Fragment źródła:
▼

Bo owsa nie można przenawozić, bo się zaraz położy. Pryskać go też nie można na chwasty jednoliścienne, bo inaczej będzie bez ziaren.
Ile owsa dawać na dzień koźlakom 2 - 3 msc? |
| |
LadyM. | 29.05.2015 22:52:45 |
Grupa: Użytkownik
Lokalizacja:: Podkarpacie
Posty: 4536 #2115559 Od: 2013-3-22
| Są środki, które niektóre chwasty jednoliścienne w uprawach zbożowych zwalczają.
Jest różnica między "nawozić" a "przenawozić".
Odnośnie gniecionego ziarna: moje zdanie jest takie, ze ma to sens w sytuacji, gdy mamy odpowiednią maszynę w domu lub u zaprzyjaźnionego sąsiada i możemy gnieść ziarno mniej więcej na bieżąco (mały zapasik na parę dni). Robienie tego w młynie mija się z celem, bo trzeba zrobić od razu większa ilość (młynarz nie będzie przestawiał całego ustrojstwa na zgniecenie 50kg owsa)a takie płatki tracą na wartości, jak leżą dłuższy czas.
Śruty też się nie robi dużej ilości na zapas, tyle co na parę dni. |
| |
CheNelly | 29.05.2015 23:29:06 |
Grupa: Użytkownik
Lokalizacja:: Dzierżoniów, Dolnośląskie
Posty: 270 #2115574 Od: 2015-5-28
| No własnie na owies nie ma czegoś co by jego nie wybiło, a przynajmniej z tego co wiem z rozmów z innymi osobami i z tego co mówili w sklepach z środkami ochrony roślin. Jest tylko chyba Rofosat, ale działa jak Roundap i można pryskać nim 2 tyg. przed zbiorem... czyli już to nic nie pomoże samej roślinie. My owies nawozimy, ale ostrożnie, bo w tamtym roku się położył, a dawki były skromne. Owies lubi marne gleby, dlatego u nas się np. udaje i przyjeżdżają do nas osoby z okolic 100 km (spod Wrocławia), bo u nich za dobre gleby na owies są.

▲

Części zadania:
1: Jakie gleby lubi owies według tekstu o uprawie owsa?
2: Czy te zdania zgadzają się z tekstem o uprawie owsa? Przy każdym odpowiedz tak lub nie i zacytuj słowa tekstu, które o tym przesądzają. (a) Rofosatem można pryskać dwa tygodnie przed zbiorem. (b) Śrutę robi się w dużej ilości na zapas. (c) W tamtym roku owies się położył, choć dawki nawozu były skromne.

Pokazane dane:
▼

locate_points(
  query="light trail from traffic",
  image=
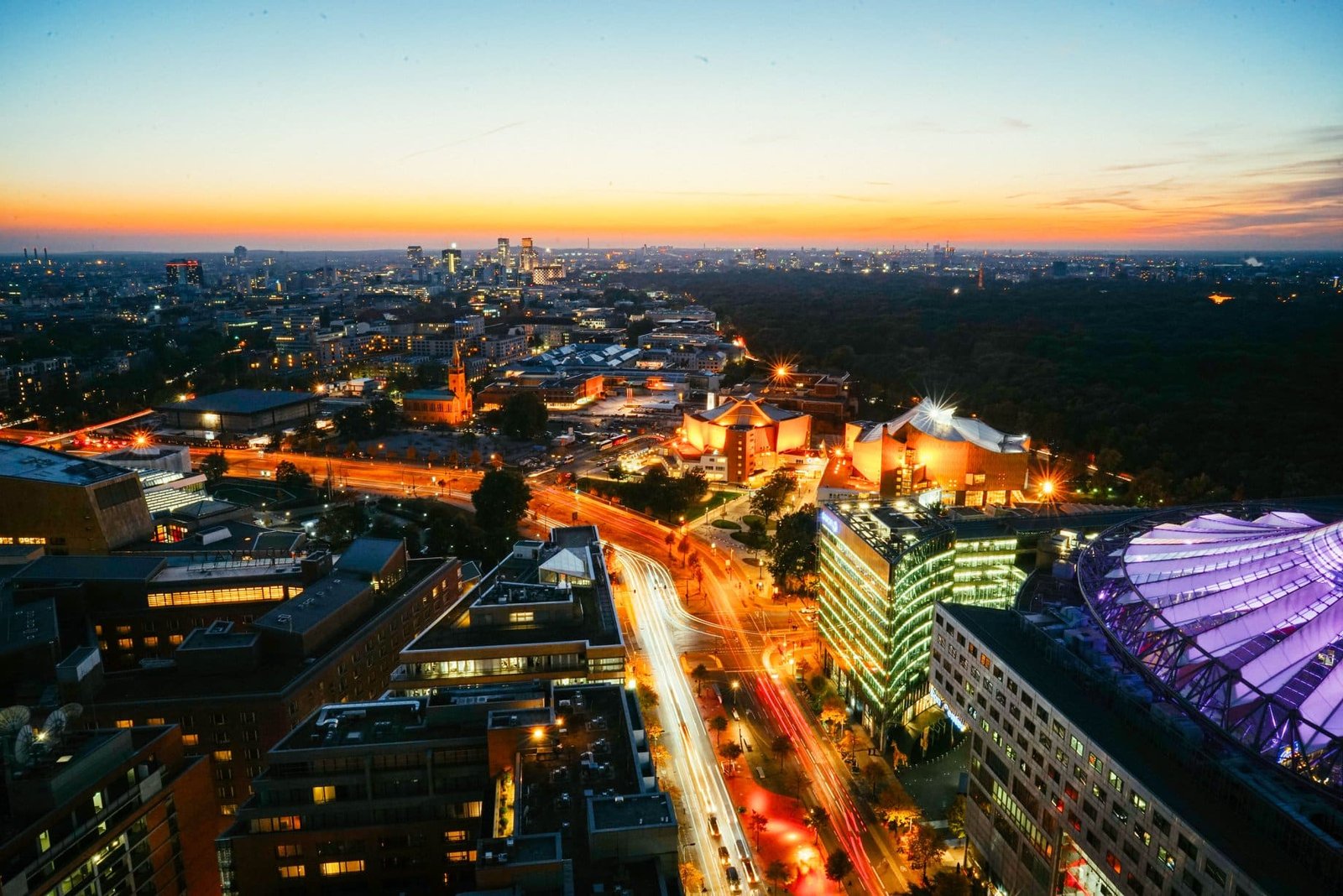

▲

Rozwiązania zadań:
1: Marne gleby.

2:
(a) Tak: „można pryskać nim 2 tyg. przed zbiorem”.
(b) Nie: „Śruty też się nie robi dużej ilości na zapas, tyle co na parę dni.”
(c) Tak: „w tamtym roku się położył, a dawki były skromne”.